Source information
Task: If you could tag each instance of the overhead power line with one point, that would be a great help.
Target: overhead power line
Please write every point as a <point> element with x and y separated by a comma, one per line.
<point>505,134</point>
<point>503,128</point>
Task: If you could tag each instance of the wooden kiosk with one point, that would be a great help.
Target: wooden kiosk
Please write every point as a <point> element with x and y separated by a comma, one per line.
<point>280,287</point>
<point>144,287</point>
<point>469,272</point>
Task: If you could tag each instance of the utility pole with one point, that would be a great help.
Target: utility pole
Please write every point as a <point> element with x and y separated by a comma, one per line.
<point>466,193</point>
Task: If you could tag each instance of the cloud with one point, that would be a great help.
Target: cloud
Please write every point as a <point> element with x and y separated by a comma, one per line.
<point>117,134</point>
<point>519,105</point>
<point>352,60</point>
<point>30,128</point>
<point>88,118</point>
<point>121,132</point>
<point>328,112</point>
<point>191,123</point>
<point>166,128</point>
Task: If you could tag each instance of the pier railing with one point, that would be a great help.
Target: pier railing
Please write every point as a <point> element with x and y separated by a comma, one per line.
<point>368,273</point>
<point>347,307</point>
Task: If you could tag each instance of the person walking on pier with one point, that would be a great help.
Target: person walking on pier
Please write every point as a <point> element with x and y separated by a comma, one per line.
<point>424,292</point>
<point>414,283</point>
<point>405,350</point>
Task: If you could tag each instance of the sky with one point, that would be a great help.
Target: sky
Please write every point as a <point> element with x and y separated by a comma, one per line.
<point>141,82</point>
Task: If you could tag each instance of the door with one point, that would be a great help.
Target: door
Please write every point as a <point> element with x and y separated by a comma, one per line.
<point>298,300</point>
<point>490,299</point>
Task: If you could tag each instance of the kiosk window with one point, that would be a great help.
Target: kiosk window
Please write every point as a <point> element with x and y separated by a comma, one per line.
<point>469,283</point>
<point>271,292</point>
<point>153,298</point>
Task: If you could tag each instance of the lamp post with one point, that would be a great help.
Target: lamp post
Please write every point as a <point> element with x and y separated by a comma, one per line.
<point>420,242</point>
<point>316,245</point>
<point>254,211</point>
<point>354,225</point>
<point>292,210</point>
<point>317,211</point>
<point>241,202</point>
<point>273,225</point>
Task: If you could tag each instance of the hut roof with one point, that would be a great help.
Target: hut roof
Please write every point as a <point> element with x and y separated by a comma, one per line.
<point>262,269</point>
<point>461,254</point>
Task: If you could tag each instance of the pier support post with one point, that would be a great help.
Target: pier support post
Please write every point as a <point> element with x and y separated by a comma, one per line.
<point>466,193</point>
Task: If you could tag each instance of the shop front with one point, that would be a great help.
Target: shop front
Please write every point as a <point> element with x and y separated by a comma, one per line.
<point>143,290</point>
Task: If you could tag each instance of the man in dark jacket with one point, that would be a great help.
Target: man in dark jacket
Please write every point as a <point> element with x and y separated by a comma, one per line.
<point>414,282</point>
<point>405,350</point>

---

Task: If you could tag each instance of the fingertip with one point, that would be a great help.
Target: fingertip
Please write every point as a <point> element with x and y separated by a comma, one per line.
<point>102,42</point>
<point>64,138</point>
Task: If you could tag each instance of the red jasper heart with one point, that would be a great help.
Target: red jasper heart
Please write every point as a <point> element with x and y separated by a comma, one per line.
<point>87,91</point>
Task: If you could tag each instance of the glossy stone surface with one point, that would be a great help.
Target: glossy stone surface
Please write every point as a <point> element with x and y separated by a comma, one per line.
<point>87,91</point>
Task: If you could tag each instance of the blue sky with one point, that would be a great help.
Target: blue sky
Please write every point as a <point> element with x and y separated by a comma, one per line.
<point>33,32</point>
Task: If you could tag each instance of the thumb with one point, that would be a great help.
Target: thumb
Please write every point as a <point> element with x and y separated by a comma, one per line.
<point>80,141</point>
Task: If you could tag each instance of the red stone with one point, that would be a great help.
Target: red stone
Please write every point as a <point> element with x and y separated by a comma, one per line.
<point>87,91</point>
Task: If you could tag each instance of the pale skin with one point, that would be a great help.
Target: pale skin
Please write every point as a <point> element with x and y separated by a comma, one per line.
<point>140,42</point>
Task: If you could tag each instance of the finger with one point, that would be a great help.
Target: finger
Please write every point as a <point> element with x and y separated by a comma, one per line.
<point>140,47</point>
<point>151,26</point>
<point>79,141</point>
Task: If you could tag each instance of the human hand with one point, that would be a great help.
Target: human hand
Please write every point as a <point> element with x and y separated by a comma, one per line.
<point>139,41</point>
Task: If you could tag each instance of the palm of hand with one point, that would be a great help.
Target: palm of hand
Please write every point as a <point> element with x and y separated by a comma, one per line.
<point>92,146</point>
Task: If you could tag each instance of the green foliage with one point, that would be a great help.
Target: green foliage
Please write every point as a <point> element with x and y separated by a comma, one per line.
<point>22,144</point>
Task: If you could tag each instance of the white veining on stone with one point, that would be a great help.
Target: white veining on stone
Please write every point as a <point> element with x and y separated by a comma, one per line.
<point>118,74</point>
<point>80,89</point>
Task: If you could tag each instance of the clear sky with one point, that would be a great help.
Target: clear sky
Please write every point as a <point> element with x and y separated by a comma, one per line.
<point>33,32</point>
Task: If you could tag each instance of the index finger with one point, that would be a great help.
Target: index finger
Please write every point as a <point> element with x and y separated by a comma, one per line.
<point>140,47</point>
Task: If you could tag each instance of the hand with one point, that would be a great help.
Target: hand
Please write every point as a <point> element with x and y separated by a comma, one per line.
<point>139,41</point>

What you are asked to do
Filter the entries above and return only the lines holding "skin".

Reply
Task: If you could tag each instance of the pale skin with one point, that would be a great help.
Target: pale skin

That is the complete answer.